統計学の数理的基礎と諸分野への応用に関する研究
【研究分野】数学一般
【研究キーワード】
統計推論の幾何学的構造 / 実験計画と分散分析 / 非定常、非線形的系列 / 頑健推定・検定論 / 多変量解析 / 品質管理 / 空間統計 / 統計計算 / 推論の幾何学的構造 / 漸近展開 / 頑健推定・検定・予測 / 寿命分布 / タグチメソッド / 空間統計学生物形態学 / 実験計画法として分散分析 / 農事試験 / 非線形・非ガウス平滑化法 / モンテカルロ法 / 医学データ解析 / 時系列漸近分布理論 / 非定常・非線形時系列 / 多変量解析法
【研究成果の概要】
統計学では現実の問題を抽象化し、その数理的構造を解明することにより、新理論が産み出される。一方、その成果を現実の問題に適用するには、各現場に固有の様々な制約・特徴に応ずるよう修正を施さねばならない。この一般化と特殊化は統計学において本質的である。本研究ではこのような相互作用をとくに重視し、理論と応用の総合研究を行い、見るべき成果を得た。以下にその概要を記す。
まず、理論面において、(1)統計的推論の幾何学的構造に注目し、推定・検定の新理論の展開や漸近展開理論の精緻化を行った。(2)直交配列、均斉配列等の実験計画構成理論と、それに伴う分散分析法について新しい知見を得た。(3)寿命、濃度等正値のみをとるデ-タの解析法の必要性が高まっていることに応じ、非正規分布理論、推測理論について研究し、多くの成果を得た。(4)非定常、非線形時系列へ接近するための新しい方法論、因果関係分析の新しい方法論を得た。(5)種々の外乱に対し頑健な推測法の概念整理を行い、具体的提言を得た。(6)多変量解析の分野において回帰分析や多次元尺度構成の新しい方法論を得た。
====
*実施する課題*:
**1)** 次の(a)～(c)が統計学研究の概要文の内容と一致するかを「はい」か「いいえ」で答え、判断の根拠となる本文の語句をそのまま引用してください。(a) 本研究は理論面のみを扱い、応用には取り組んでいない。(b) 寿命や濃度など正値のみをとるデータの解析法について研究した。(c) 多変量解析の分野で因果関係分析の新しい方法論を得た。
**2)** 統計学研究の概要文の内容を2文で要約してください。
**3)** 統計学研究の概要文を、最後の文の続きから再開して書き進めてください。

*提供資料*:
====
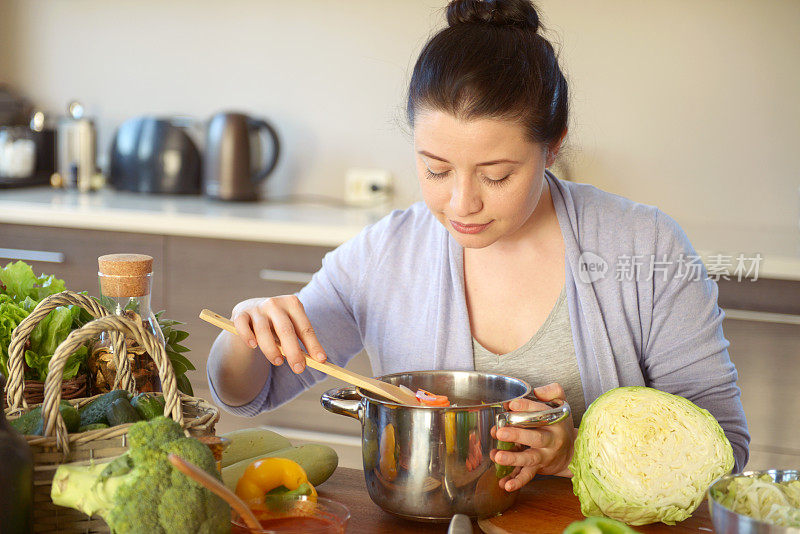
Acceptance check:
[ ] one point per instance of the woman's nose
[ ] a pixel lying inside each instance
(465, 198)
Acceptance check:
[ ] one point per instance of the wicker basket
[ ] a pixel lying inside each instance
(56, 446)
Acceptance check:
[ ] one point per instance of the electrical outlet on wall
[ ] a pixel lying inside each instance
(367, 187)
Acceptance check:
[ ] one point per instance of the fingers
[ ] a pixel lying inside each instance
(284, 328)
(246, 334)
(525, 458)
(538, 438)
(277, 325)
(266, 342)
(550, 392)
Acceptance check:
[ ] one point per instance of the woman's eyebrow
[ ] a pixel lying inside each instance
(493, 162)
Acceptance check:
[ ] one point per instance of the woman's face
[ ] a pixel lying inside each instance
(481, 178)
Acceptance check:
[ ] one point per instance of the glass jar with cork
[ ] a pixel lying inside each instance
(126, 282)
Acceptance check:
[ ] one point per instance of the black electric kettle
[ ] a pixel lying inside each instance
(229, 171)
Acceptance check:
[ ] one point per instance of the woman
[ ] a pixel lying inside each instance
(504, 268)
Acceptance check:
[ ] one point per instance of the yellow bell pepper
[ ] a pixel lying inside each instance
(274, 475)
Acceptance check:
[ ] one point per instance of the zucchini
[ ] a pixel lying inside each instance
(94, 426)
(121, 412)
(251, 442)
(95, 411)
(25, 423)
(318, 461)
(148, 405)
====
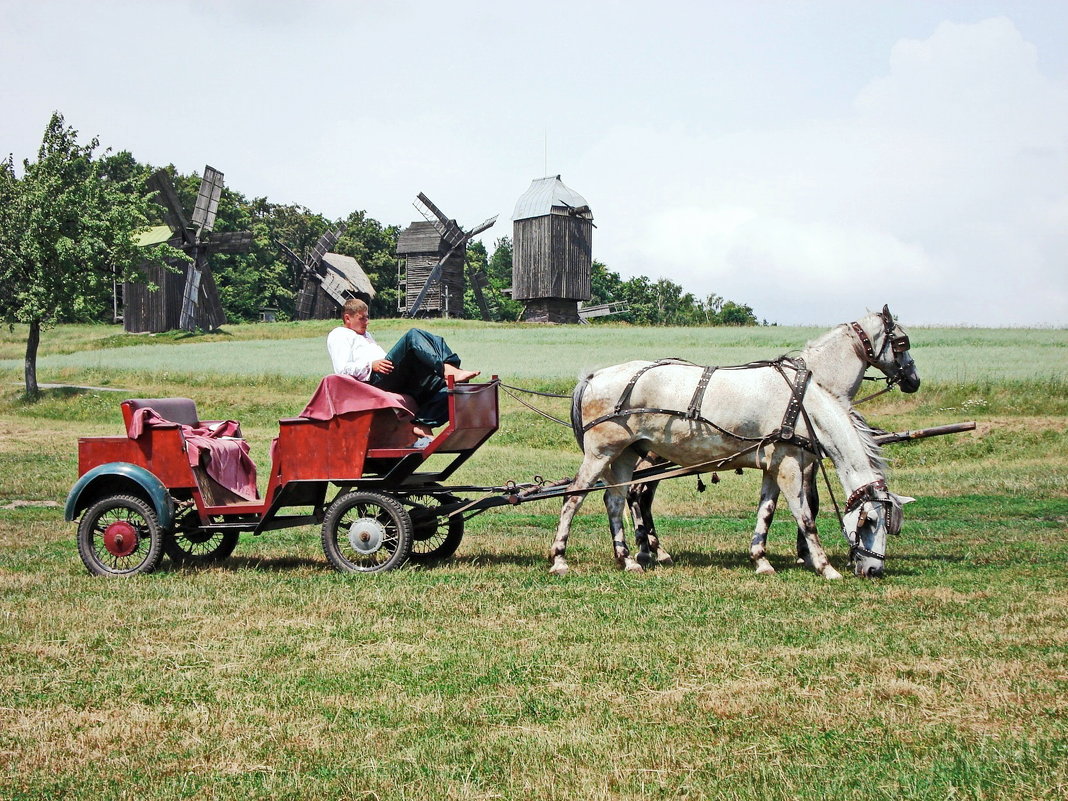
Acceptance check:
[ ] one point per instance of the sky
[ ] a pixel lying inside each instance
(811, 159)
====
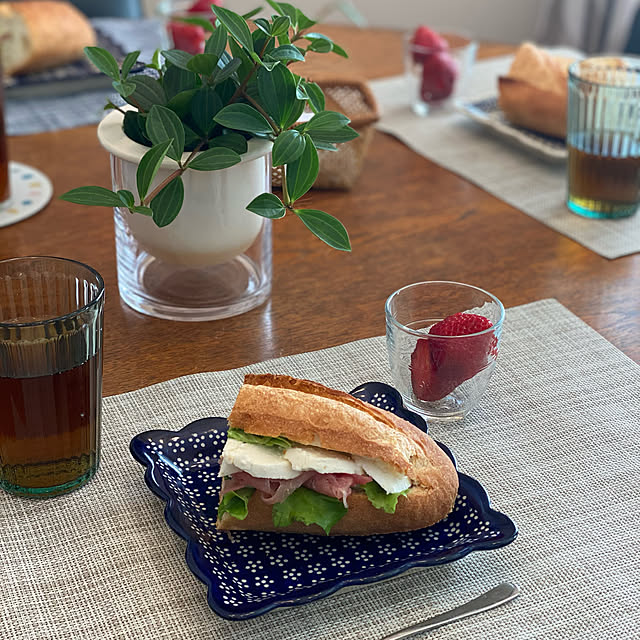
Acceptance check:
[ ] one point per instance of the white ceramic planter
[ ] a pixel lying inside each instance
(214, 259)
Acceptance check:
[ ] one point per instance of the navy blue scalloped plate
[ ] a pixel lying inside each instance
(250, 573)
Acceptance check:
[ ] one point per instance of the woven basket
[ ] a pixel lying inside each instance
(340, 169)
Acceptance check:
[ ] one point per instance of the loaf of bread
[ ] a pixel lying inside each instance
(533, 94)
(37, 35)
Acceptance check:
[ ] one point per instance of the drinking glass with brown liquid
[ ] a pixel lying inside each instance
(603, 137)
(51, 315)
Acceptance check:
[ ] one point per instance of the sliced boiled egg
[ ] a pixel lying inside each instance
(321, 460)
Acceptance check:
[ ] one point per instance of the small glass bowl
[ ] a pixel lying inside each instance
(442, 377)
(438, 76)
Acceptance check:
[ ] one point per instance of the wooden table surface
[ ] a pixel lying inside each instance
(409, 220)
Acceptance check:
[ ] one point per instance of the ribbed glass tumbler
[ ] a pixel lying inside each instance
====
*解答一覧*:
**1)**
(a) いいえ。「理論と応用の総合研究を行い」
(b) はい。「寿命、濃度等正値のみをとる」「非正規分布理論、推測理論について研究し、多くの成果を得た」
(c) いいえ。「多変量解析の分野において回帰分析や多次元尺度構成の新しい方法論を得た」

**2)** 統計学では、現実の問題を抽象化して新理論を産み出す一般化と、現場固有の制約に応じて修正を施す特殊化が本質的であり、本研究はこの相互作用を重視して理論と応用の総合研究を行いました。理論面では、統計的推論の幾何学的構造、実験計画と分散分析、正値データの解析、非定常・非線形時系列と因果関係分析、頑健な推測法、多変量解析について、新しい理論や方法論、知見を得ました。

**3)**
次に特定分野に深くかかわる応用研究として、(1)計測技術の進歩、新素材の開発といった工業の進展、工程管理・検査から、企画・設計へと遡った品質管理の概念的発展に応ずる方法論に多くの成果を得た。(2)生物・医学においては個体差が多大、同一条件での繰り返しを得ることが難しい。脱落等による不完全デ-タが多い等、従来の理論や方法論がなじまないことが多い。この特殊性をタ-ゲットに研究を行い、2次元生存時間デ-タ解析をはじめ、新しい方法をいくつか提案した。(3)空間統計の破壊物理学、地質学等、新しい分野への応用研究を行った。最後に計算機に強く依存した統計手法として、平滑化法、リサンプリング法などの研究を行い多くの提言を得た。